[Pointing dataset records]
## begin
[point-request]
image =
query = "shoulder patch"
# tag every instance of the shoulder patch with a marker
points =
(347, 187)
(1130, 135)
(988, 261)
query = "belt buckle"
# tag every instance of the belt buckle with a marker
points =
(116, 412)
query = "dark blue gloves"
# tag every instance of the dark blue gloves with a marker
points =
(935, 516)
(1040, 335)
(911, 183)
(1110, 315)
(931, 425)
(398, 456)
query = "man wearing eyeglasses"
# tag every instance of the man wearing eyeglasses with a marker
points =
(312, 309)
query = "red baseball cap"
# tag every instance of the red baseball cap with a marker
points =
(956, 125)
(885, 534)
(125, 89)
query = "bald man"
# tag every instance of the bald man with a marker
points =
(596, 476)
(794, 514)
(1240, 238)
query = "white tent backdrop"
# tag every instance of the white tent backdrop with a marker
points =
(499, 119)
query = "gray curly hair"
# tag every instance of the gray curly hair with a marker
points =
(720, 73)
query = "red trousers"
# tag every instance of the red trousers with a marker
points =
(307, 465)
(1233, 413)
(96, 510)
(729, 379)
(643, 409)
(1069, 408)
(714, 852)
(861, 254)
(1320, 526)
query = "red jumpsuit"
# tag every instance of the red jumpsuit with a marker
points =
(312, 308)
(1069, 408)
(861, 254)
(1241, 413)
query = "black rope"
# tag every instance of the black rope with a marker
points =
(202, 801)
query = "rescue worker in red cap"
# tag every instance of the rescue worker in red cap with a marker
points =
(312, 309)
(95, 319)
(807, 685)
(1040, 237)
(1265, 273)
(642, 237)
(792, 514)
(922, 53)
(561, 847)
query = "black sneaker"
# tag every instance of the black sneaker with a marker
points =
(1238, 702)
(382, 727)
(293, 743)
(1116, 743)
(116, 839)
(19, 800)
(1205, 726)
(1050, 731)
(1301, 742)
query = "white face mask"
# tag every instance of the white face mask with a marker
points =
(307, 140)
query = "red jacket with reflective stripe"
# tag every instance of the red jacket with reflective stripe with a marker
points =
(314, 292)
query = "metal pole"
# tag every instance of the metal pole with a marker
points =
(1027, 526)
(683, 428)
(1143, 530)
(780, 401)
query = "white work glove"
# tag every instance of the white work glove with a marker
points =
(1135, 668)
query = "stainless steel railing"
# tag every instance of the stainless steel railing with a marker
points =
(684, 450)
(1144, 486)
## end
## begin
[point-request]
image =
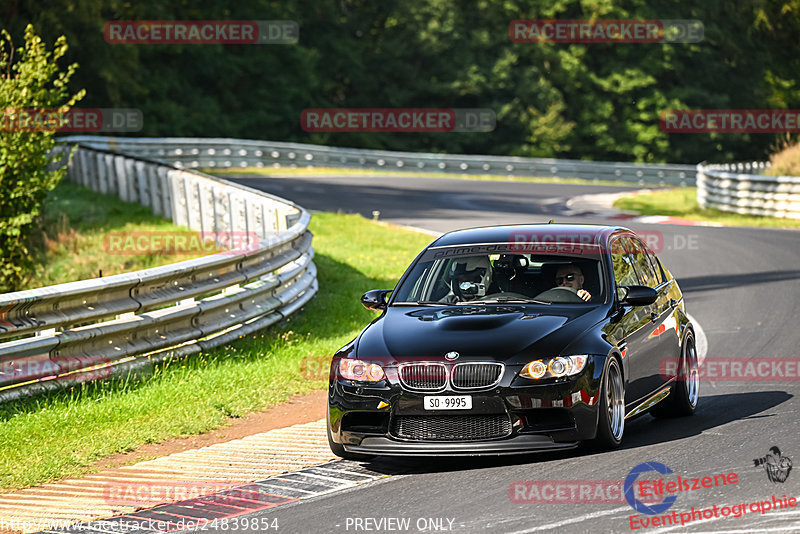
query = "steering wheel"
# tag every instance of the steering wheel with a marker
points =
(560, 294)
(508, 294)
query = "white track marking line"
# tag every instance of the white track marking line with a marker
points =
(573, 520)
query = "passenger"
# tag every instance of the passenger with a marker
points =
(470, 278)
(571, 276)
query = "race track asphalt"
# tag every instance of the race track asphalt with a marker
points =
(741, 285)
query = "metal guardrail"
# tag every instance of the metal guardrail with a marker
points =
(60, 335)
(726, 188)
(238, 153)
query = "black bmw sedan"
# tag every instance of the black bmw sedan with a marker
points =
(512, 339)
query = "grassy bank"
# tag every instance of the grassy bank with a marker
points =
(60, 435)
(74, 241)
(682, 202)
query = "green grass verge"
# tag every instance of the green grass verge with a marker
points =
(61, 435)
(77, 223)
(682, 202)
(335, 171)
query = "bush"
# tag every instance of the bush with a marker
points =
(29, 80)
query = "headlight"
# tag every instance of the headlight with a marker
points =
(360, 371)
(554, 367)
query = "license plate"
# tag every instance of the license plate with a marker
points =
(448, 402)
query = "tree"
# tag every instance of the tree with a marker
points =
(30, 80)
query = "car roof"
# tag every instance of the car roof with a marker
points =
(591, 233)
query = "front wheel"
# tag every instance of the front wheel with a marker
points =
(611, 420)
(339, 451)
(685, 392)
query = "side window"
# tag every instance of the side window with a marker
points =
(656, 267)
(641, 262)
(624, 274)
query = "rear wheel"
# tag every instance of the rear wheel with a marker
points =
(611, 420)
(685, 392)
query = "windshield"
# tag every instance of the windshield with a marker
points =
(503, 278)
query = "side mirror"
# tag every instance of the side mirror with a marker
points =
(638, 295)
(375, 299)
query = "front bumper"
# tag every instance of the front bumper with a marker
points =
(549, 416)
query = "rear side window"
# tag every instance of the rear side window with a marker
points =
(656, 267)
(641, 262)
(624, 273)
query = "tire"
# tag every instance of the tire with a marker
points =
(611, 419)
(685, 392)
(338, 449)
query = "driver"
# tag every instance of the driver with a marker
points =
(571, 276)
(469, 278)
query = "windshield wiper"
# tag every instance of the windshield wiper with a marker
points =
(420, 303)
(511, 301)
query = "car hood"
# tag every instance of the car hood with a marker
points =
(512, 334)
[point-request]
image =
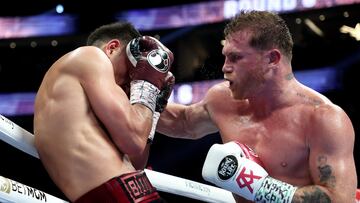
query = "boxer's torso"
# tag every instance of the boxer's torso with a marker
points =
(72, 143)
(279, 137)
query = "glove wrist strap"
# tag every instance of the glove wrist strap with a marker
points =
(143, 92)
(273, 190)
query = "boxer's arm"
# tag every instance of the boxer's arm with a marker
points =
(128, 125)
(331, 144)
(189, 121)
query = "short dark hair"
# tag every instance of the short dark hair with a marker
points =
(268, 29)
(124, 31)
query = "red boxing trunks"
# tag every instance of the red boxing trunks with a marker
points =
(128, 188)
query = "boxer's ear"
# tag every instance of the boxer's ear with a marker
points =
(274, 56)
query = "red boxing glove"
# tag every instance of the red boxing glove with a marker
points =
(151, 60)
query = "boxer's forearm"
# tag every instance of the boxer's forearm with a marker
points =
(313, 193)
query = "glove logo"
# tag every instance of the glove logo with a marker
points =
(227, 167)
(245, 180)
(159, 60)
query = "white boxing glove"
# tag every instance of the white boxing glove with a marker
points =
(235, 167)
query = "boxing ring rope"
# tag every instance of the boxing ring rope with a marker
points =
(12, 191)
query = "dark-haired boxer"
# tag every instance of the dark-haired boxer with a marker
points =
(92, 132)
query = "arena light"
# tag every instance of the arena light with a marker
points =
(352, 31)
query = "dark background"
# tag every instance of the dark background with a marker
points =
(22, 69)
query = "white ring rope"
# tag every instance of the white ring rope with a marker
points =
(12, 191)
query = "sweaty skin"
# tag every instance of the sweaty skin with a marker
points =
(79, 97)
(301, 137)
## end
## begin
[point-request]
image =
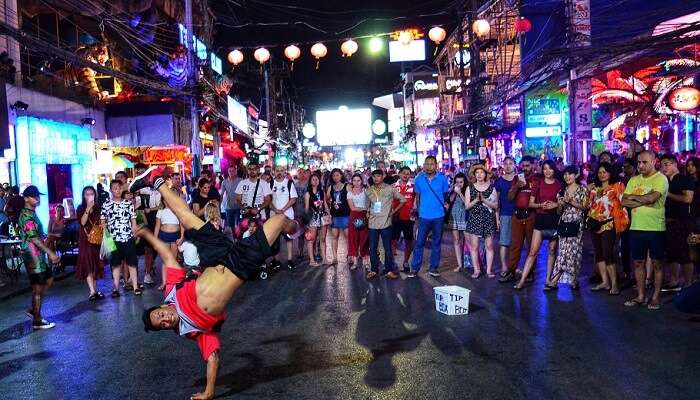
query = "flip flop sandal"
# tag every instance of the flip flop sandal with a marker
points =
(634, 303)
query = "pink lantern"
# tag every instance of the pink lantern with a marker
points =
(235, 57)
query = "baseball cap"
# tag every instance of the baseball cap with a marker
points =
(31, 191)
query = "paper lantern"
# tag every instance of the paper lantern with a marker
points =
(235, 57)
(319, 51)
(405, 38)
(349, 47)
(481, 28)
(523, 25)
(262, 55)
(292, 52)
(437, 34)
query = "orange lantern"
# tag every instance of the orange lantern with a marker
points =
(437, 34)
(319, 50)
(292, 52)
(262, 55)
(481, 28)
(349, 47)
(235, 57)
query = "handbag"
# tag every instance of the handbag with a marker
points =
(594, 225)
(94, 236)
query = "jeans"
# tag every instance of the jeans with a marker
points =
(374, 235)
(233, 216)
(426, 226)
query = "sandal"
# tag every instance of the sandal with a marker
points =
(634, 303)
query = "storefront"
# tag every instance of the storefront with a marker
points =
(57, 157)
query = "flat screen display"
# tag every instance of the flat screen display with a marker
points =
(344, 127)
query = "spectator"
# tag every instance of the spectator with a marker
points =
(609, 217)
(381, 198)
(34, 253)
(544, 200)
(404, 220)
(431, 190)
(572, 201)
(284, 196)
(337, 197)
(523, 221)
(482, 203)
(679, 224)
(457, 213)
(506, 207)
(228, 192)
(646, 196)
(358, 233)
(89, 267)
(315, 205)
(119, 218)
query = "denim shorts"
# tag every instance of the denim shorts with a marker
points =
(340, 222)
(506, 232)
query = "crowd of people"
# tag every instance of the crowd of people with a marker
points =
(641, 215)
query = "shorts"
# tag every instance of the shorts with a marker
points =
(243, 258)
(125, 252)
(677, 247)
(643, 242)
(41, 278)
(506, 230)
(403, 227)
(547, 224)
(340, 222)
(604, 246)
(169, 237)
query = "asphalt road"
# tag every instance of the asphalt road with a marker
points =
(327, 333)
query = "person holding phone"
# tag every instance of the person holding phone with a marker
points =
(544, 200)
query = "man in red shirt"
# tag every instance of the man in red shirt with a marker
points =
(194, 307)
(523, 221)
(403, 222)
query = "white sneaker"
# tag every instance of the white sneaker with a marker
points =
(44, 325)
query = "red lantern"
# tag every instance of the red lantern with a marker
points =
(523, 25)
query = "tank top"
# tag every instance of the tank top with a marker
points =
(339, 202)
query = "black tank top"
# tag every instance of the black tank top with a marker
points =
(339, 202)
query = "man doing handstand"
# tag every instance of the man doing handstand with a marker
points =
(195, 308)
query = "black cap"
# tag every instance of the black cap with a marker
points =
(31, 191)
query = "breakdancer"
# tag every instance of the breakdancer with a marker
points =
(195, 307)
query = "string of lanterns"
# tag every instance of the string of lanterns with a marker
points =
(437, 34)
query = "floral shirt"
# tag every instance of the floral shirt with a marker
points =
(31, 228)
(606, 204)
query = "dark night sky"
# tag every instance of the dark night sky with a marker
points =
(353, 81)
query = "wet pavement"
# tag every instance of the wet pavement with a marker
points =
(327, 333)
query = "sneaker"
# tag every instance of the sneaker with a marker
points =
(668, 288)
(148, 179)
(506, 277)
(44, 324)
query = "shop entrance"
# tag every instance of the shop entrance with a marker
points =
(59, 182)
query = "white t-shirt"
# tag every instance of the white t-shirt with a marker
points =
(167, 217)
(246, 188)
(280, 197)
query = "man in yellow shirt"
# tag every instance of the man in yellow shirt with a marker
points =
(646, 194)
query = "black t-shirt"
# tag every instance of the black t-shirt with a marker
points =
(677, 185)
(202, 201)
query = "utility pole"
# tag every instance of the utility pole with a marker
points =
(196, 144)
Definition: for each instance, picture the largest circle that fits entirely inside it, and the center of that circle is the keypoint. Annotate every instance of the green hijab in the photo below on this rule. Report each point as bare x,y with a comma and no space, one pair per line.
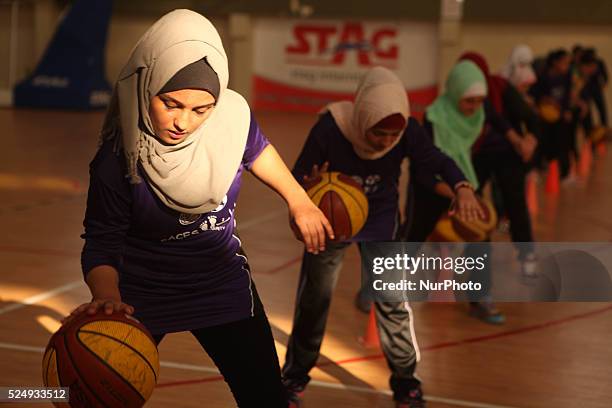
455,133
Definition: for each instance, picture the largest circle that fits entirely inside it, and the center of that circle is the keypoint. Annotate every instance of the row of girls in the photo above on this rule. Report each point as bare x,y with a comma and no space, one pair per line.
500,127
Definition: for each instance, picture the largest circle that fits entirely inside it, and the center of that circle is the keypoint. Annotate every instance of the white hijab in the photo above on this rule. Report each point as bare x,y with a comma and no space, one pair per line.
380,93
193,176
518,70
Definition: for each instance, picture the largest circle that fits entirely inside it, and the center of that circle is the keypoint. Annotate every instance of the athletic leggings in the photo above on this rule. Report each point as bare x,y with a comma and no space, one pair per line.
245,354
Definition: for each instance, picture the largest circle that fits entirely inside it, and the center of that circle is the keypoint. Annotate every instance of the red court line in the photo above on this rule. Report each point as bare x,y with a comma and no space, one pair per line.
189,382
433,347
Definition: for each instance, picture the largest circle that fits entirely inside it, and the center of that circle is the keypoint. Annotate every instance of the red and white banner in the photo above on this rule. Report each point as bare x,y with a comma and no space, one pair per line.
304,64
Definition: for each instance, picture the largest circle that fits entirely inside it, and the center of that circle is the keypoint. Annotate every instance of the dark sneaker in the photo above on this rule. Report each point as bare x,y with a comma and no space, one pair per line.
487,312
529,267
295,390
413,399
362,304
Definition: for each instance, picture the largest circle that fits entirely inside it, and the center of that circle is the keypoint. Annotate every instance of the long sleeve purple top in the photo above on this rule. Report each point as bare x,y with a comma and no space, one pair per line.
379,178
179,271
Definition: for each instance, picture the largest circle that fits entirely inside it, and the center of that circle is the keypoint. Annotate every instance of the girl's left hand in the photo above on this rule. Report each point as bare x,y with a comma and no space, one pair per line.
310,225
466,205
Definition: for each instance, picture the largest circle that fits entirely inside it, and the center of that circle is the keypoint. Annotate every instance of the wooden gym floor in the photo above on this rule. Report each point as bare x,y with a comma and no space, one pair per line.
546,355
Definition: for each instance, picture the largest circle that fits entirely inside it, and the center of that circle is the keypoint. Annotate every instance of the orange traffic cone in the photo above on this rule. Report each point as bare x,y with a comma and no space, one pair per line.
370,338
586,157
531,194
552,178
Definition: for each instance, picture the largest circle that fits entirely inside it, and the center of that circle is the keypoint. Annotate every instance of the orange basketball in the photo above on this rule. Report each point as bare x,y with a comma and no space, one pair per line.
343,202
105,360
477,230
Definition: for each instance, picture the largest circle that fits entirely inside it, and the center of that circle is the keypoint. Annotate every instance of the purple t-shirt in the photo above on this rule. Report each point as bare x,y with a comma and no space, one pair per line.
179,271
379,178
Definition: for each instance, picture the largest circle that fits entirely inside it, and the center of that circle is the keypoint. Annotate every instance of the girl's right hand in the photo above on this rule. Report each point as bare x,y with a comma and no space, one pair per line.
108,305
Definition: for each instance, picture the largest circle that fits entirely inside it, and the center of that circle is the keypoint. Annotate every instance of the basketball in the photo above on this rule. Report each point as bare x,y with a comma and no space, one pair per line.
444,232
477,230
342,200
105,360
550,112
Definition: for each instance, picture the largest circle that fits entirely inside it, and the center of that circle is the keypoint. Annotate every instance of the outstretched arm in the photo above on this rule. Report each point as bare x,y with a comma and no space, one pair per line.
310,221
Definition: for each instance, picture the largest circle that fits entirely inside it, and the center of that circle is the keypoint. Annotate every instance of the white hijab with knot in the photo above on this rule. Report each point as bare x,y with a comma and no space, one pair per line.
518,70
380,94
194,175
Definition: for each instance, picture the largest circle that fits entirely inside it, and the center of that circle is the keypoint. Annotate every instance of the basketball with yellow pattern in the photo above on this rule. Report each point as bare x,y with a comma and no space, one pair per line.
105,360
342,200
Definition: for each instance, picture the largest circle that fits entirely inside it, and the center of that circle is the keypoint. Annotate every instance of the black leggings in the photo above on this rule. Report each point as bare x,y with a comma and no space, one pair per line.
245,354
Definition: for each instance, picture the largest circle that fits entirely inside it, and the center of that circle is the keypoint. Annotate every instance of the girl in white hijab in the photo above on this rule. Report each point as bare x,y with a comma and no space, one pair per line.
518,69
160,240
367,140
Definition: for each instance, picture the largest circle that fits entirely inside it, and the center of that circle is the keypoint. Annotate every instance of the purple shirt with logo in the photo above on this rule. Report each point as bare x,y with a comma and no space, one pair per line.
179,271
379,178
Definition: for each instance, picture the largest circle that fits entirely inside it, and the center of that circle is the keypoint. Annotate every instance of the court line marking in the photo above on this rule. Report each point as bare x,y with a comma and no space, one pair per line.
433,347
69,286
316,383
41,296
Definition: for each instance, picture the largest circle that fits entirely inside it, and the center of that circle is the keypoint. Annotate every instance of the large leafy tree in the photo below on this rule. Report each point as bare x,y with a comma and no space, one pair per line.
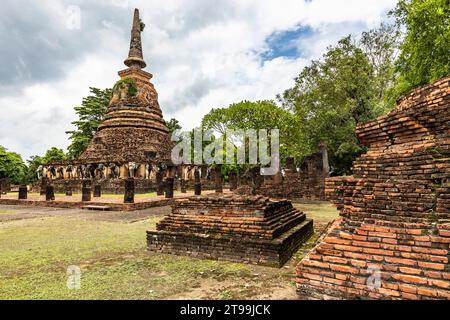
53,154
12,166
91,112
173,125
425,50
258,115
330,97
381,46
## end
[WHAT IS ASKED]:
Locate each line in the records that contains the word "court", and copy those lines out in full.

[RESPONSE]:
Definition: for each instance, picture the largest circle that fits entirely inside it, and the center of that circle is the keypoint. Annotate every instance of the red court line in the photo above on this rule. Report each point as bare x,y with a comma and no space, one pair per line.
Definition: for each instance, picture the largest circle that fits entirely inside it, and the center of that circle is the keypoint. Annotate every instance of the court line marking in the photo above on this rule. Report each point as bare x,y with a comma and no space, one pair per line.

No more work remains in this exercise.